### TEXT EXTRACT
--- Begin ---

Innovative Use of DHIS2 to improve education quality by fostering equity and inclusivity in the Gambia
The government of Gambia implements a DHIS2-based Education Management Information System to guide planning and direct intervention in basic and secondary education.
In the Gambia, the government has embarked on a mission to improve the quality of education by focusing on basic and secondary education. This is from a backdrop of low enrollment and high drop-out rates. Starting in 2018, the Ministry of Basic and Secondary Education (MoBSE) implemented an Education Management Information System (EMIS) using DHIS2 to facilitate data-driven decision-making in education.
The underlying aim of the EMIS system in the Gambia is to help the MoBSE achieve targeted interventions in education, conduct effective planning for special needs learners and to measure indicators for reporting, management and coordination. To this end, several innovative features were implemented in the DHIS2-based EMIS to help the Gambia achieve the goals of its Education Sector Strategic Plan by 2030, including the School Report Card, special needs data use, and real-time tracking of essential indicators. The project also supports these goals by facilitating use of socio-economic data to respond to education needs and collaborative research to improve data use in education at all levels.

--- End ---

### DATA SHOWN
--- Begin ---

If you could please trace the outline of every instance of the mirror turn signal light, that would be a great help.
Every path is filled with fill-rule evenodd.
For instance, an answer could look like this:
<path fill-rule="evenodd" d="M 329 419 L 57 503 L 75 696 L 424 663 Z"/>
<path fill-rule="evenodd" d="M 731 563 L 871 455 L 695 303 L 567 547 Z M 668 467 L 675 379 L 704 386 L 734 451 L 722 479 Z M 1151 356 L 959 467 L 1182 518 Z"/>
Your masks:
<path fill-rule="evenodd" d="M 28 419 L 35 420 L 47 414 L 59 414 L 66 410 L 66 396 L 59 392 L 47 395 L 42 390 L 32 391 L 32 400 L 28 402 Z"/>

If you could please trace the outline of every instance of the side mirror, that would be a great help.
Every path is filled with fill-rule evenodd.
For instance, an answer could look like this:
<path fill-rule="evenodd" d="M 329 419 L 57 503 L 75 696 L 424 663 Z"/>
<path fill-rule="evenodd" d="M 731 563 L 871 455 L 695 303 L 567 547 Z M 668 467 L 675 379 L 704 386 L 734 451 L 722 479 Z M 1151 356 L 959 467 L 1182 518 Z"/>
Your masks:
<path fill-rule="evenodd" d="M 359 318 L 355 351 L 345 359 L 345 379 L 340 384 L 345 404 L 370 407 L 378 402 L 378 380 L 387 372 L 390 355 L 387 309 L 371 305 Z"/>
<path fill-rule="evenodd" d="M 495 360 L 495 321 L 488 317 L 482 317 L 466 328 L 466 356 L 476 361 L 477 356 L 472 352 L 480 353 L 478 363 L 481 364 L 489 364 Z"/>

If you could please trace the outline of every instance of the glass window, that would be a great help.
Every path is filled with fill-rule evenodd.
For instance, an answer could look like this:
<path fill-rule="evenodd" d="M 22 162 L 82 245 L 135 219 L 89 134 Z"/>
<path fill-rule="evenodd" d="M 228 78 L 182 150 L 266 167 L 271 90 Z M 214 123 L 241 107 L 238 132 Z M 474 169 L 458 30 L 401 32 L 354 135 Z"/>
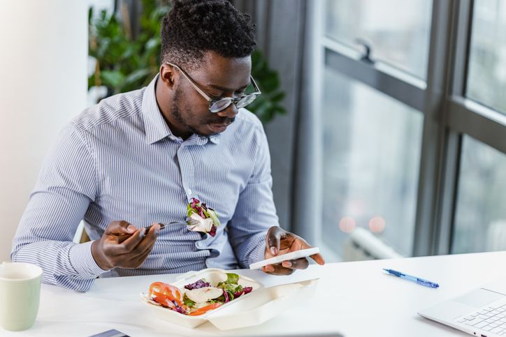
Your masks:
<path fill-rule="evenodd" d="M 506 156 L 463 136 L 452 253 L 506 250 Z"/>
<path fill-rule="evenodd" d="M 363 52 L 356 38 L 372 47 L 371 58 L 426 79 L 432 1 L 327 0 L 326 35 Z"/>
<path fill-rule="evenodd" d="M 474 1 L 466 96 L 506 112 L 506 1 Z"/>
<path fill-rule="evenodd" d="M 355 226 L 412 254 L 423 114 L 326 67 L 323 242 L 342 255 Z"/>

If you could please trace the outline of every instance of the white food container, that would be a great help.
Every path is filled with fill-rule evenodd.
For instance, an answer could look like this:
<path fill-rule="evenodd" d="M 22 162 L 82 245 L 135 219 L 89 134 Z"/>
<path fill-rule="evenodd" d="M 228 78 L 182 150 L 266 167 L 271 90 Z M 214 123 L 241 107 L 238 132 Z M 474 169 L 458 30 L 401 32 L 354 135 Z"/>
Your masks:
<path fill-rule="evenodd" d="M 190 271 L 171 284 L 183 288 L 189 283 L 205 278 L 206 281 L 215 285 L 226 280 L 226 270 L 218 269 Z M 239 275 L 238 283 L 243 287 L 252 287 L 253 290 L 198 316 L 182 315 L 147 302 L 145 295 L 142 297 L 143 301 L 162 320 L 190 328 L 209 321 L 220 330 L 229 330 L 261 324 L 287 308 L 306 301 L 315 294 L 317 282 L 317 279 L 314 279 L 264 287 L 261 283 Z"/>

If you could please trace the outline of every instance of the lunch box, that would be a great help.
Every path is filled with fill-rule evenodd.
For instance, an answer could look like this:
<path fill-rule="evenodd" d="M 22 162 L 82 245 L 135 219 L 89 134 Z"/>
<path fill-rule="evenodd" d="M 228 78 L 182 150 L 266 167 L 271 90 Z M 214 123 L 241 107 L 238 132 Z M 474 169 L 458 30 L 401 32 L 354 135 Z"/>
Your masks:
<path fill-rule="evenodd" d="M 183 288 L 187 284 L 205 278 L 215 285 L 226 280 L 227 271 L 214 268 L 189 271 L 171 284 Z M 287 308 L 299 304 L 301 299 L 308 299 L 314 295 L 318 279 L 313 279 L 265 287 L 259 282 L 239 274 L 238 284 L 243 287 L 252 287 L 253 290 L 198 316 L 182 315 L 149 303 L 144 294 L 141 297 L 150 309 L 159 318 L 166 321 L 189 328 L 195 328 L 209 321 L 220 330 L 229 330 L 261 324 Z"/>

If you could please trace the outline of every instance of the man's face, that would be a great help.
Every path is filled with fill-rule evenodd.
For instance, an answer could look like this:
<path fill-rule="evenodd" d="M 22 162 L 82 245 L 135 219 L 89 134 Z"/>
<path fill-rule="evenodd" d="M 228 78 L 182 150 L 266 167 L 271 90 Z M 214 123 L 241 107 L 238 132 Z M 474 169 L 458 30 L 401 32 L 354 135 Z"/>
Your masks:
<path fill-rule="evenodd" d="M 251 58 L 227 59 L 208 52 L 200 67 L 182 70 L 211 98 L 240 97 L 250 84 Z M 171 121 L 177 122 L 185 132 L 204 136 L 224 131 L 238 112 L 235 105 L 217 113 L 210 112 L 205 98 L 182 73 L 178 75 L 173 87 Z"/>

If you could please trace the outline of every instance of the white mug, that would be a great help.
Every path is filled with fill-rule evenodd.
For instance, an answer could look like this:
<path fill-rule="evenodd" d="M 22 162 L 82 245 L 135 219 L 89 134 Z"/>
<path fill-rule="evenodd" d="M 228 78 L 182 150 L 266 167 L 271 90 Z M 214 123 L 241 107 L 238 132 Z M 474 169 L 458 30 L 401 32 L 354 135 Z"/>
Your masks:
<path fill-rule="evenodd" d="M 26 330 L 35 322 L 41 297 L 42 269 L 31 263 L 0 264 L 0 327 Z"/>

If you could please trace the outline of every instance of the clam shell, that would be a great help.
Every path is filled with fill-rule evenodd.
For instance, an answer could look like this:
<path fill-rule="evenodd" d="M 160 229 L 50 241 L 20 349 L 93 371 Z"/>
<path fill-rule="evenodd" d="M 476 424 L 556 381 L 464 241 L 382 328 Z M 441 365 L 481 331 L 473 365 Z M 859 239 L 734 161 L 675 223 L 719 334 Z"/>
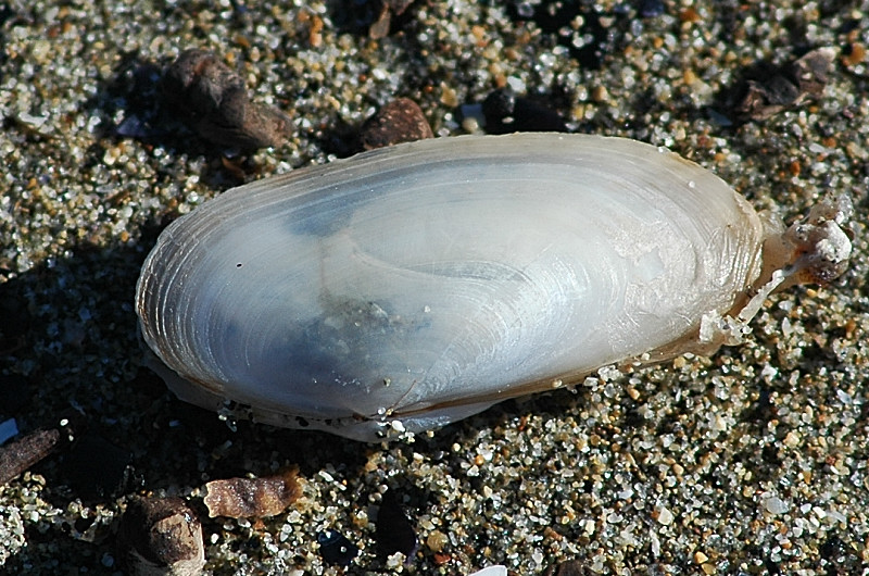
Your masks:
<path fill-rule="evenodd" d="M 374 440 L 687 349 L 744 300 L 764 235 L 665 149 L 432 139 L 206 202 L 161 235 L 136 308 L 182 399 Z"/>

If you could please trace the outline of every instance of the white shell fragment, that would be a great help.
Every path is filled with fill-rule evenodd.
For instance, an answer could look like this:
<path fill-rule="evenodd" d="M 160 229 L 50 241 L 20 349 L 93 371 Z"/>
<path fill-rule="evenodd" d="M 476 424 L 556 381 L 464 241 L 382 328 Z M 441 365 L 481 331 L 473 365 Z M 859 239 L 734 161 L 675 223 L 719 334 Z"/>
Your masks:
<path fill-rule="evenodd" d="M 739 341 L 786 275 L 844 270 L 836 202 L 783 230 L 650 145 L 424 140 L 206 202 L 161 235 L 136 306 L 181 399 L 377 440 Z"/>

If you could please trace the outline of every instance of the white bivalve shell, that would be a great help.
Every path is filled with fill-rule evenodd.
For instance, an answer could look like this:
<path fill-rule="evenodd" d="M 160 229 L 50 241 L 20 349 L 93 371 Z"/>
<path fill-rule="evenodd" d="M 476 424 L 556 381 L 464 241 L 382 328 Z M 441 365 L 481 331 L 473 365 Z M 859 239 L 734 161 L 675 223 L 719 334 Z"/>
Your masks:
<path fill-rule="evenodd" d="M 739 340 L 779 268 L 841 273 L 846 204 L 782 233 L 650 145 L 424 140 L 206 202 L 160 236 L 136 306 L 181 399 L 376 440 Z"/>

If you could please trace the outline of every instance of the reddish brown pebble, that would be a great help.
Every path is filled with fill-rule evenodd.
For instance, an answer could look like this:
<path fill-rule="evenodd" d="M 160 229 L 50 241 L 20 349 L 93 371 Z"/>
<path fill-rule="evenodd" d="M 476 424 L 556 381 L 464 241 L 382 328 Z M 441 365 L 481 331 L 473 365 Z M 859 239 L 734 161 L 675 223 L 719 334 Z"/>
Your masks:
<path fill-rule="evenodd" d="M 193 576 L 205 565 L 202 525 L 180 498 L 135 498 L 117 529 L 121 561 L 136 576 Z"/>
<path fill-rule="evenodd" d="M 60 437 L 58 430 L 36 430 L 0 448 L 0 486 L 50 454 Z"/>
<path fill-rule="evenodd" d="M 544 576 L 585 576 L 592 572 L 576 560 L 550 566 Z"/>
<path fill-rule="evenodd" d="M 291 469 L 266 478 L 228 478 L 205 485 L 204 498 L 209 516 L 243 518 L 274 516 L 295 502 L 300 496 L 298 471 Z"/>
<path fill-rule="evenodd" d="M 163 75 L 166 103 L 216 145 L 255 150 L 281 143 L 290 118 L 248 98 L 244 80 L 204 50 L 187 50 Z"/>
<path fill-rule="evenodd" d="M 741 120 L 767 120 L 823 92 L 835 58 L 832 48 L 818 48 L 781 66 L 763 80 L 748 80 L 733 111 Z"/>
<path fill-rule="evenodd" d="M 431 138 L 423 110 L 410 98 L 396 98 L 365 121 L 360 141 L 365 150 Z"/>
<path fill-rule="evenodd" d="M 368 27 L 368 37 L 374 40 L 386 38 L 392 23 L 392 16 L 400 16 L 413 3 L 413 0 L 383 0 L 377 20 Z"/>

--- End ---
--- Begin ---

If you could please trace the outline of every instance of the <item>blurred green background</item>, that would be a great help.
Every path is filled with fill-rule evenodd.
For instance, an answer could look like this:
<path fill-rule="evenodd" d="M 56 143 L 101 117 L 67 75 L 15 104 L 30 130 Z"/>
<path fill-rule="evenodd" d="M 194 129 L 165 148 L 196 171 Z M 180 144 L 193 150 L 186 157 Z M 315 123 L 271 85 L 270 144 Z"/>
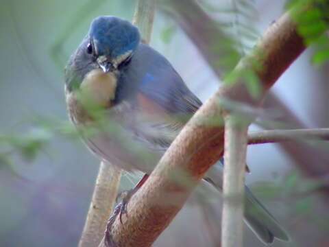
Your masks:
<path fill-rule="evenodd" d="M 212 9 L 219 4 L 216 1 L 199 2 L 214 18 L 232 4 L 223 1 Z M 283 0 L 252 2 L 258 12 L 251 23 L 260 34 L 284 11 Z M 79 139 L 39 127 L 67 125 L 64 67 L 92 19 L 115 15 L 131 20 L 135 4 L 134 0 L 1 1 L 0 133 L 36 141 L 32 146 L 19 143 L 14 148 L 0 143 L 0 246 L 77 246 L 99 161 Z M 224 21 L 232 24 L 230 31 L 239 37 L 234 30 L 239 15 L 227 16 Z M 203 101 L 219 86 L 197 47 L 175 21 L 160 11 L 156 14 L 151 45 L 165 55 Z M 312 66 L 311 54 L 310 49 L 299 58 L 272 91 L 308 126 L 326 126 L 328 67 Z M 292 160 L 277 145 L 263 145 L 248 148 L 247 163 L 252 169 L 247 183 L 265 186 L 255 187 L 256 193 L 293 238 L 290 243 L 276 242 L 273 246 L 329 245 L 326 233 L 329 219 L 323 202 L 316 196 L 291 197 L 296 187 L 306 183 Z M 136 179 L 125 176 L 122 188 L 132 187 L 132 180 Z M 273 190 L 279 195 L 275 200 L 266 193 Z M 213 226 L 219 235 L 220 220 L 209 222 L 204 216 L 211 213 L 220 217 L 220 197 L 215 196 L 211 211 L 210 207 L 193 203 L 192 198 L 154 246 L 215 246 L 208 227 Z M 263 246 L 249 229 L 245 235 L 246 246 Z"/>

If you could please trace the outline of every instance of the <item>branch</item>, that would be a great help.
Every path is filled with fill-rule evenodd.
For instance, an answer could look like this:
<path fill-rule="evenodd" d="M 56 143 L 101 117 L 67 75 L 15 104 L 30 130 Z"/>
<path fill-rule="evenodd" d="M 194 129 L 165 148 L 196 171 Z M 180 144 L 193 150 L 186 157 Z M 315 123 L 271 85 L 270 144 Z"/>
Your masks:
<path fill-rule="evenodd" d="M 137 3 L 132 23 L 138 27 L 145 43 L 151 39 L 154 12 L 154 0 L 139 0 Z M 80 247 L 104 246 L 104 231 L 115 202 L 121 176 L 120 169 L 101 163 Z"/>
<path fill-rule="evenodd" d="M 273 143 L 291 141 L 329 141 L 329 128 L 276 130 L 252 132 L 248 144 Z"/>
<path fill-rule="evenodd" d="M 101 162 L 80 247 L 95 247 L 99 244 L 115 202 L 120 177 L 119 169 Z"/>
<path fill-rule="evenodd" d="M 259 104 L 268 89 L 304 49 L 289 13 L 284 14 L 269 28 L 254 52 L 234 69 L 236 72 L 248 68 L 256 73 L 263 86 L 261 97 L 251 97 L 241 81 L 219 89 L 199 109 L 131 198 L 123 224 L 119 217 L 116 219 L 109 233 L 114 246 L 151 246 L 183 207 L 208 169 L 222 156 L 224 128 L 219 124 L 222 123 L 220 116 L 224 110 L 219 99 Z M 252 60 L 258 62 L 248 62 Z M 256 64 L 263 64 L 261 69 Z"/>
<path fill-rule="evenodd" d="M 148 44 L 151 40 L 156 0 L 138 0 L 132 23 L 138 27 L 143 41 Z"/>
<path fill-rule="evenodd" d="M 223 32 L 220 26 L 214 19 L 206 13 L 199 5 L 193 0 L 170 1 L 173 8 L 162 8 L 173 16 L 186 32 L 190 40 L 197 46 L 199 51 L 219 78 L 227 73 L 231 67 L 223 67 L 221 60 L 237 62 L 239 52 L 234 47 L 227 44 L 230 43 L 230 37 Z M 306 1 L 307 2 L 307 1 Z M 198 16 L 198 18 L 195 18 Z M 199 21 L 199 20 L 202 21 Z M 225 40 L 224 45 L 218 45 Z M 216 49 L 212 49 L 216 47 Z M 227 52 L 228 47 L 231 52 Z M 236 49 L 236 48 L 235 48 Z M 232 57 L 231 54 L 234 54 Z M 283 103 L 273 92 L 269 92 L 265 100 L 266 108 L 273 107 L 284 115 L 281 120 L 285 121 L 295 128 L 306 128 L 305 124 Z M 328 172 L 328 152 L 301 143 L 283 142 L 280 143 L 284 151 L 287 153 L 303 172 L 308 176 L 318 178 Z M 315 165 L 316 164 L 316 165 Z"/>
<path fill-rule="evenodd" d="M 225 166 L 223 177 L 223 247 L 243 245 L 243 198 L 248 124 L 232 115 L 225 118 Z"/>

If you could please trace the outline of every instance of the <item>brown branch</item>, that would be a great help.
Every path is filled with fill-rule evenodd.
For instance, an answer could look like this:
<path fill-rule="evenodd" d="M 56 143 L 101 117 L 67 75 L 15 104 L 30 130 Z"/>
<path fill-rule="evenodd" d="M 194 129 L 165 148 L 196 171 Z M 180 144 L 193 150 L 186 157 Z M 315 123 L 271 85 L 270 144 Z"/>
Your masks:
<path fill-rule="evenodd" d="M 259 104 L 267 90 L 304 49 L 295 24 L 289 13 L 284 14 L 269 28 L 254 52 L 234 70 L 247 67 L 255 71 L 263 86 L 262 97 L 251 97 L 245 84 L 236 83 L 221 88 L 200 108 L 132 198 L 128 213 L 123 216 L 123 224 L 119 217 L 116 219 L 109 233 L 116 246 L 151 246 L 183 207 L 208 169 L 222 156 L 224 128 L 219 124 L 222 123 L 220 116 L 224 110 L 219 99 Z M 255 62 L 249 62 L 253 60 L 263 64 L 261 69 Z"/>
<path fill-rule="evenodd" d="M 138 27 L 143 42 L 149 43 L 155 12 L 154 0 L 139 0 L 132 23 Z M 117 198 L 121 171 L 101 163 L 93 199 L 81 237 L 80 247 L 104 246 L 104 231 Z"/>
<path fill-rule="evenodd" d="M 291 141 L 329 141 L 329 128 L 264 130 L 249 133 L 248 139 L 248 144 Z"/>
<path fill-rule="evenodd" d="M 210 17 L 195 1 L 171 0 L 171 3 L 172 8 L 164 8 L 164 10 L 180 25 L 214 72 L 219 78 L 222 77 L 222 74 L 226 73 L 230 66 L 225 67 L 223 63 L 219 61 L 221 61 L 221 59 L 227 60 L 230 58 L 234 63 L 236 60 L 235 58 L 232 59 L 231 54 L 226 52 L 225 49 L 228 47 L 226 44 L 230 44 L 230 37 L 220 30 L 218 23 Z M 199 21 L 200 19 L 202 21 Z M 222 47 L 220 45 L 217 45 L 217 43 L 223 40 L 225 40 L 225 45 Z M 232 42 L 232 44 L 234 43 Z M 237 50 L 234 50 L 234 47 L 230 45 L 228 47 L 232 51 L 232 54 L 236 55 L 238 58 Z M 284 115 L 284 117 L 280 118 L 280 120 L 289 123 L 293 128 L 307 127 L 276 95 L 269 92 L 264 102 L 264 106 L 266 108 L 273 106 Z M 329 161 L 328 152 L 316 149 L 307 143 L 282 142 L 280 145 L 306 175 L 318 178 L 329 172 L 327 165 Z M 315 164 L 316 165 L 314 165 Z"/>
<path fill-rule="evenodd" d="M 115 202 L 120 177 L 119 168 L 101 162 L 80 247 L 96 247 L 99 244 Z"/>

--- End ---
--- Begin ---

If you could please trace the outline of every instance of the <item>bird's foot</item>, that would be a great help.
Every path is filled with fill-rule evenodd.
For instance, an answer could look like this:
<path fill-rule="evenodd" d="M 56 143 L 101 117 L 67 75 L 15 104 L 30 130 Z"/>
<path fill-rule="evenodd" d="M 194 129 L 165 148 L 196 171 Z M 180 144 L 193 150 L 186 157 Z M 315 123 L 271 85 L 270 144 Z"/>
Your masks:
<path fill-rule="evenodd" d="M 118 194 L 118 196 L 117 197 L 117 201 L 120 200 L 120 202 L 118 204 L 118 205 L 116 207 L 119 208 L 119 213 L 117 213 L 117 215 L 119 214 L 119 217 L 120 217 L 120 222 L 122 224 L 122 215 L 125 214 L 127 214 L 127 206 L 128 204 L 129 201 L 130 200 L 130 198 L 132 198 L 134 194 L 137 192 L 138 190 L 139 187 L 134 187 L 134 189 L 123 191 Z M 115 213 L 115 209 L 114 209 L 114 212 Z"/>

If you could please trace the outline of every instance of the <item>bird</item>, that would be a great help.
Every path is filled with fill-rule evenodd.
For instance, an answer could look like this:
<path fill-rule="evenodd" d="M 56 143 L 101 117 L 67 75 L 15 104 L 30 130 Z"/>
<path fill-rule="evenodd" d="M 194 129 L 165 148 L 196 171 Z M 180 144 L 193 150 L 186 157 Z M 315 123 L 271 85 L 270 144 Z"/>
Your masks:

--- End ---

### REQUIREMENT 1
In the text on the Gambia's DHIS2-based education system, in which year did the Ministry of Basic and Secondary Education start implementing its Education Management Information System?
### REQUIREMENT 2
Write the next part of the text on the Gambia's DHIS2-based education system, beginning after its final sentence.

### EXERCISE OUTPUT 1
2018

### EXERCISE OUTPUT 2
This work has already achieved results. Since the initial launch of their DHIS2 system, MoBSE has begun the shift from aggregate to individual-level data tracking to further support equitable, inclusive and quality education for all. A unique ID launched in January 2020 has been used to enter over 300,000 students into the DHIS2 Tracker-based system. Also, an SMS-based daily attendance app for monitoring teacher attendance has been implemented to address concerns about teacher absenteeism while the School Report Card has been digitized, thereby decentralizing access and saving resources. So far, national data shows a 49% reduction in the number of out-of-school children in the Gambia between 2014 and 2020. For girls, the rate was reduced by 74% over the same period.
Education in the Gambia: Planning for efficiency, equity and accessibility
The Gambia recognizes the role of education in national development and has prioritized its improvement for many years. In its Vision 2020 policy adopted before the turn of the millennium, the Gambia prioritized healthcare, education and other social services to boost human capital development in the country by 2020. However, a study conducted by the Gambian Ministry of Basic and Secondary Education (MoBSE) in 2013 found that the factors most reported as causes of the high out-of-school rate were the cost of access (46%) and the distance to school (15%). The costs include informal school levies and participation costs such as uniforms and accessories, and lunch.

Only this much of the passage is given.